▸ **Check your understanding**
• 1. Copy the stretch of the tribute to Joan Clyde from "I first met" through "had tea together." word for word.
• 2. Which pieces does the tribute to Joan Clyde name as part of the decor of her brick home?

====== Excerpted passage ======

Thursday, December 13, 2018

"The Happiest Dying Woman You'll Ever Meet"

Me with Joan and Karen out for Christmas Tea, 2014
In the early hours of December 10 my dear friend Joan Clyde slipped away to Jesus. She had been experiencing back pain for several months and it had not subsided so she had an MRI at the end of August. On the 31st, the Friday of Labor Day weekend, she got the results on the phone from a doctor she had met only once. "You have cancer in several places in your back," she was told. "You have two choices. You can either come in for more tests or you can call Hospice." She chose Hospice.

I first met Joan in 1995, when our family moved back to the Northwest from our three-year stint in Western New York. Joan and I served together on the Women's Ministry team of the Marysville Free Methodist Church for several years and enjoyed a sweet friendship. Joan was a retired school librarian who lived very near the church in a charming brick home that she had decorated with exquisite taste, including the artwork of the old masters, Victorian pieces, and her grandfather's violin. I couldn't get my fill of the colors and style of her living room, the sense of being enveloped in peace as I sat on her white sofa, and the delicious treats that would appear on the table when our committee had tea together.

It was our first year back that Joan and I were assigned to be prayer partners. She took a keen interest in my family and, ever since that time, asked me often about my children and told me, "I pray for your sons every day." I am grateful for those prayers and the love and faith that carried them to the Lord for 23 years.

That wasn't the only gift I received from her that year. At Christmas she gave me a beautiful outfit—a pair of pants and matching sweater that she purchased for me at Nordstrom. She told me that she and her sister in California had everything they needed and they had decided some years before that instead of exchanging gifts they would choose someone else for whom to buy a gift. What a joy it was for me to be the one she chose that year

Joan's fine taste and her flair for art (particularly her penmanship) delighted us all. She could whip up invitations and programs for our events and decorate a beautiful table. You can't imagine a lovelier table than one that Joan had prepared for a women's event. I suspect our committee stayed together for so many years because no one wanted to miss out on the joy of working with Joan.

====== Provided material ======

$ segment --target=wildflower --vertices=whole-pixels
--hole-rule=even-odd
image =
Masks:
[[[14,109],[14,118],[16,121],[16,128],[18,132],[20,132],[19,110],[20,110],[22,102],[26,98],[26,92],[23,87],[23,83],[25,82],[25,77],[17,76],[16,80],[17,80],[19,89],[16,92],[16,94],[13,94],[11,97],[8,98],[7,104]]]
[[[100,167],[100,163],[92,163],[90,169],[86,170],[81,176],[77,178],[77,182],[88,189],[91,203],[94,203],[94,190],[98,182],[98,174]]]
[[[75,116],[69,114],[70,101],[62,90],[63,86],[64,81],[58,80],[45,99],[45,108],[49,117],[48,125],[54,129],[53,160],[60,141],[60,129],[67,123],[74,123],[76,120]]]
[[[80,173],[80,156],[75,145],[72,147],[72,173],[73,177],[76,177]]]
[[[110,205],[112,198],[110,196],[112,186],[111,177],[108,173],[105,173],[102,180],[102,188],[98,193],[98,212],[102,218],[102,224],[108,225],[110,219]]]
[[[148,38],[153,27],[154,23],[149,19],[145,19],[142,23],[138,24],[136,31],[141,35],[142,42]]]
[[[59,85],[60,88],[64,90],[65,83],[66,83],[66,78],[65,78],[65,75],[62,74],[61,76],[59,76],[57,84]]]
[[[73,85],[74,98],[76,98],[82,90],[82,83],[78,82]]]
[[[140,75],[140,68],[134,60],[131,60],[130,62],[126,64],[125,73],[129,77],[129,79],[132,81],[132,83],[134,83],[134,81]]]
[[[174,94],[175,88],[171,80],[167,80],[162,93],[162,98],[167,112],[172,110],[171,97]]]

======

▸ **Exercise solutions**
• 1.
I first met Joan in 1995, when our family moved back to the Northwest from our three-year stint in Western New York. Joan and I served together on the Women's Ministry team of the Marysville Free Methodist Church for several years and enjoyed a sweet friendship. Joan was a retired school librarian who lived very near the church in a charming brick home that she had decorated with exquisite taste, including the artwork of the old masters, Victorian pieces, and her grandfather's violin. I couldn't get my fill of the colors and style of her living room, the sense of being enveloped in peace as I sat on her white sofa, and the delicious treats that would appear on the table when our committee had tea together.

• 2.
- The artwork of the old masters
- Victorian pieces
- Her grandfather's violin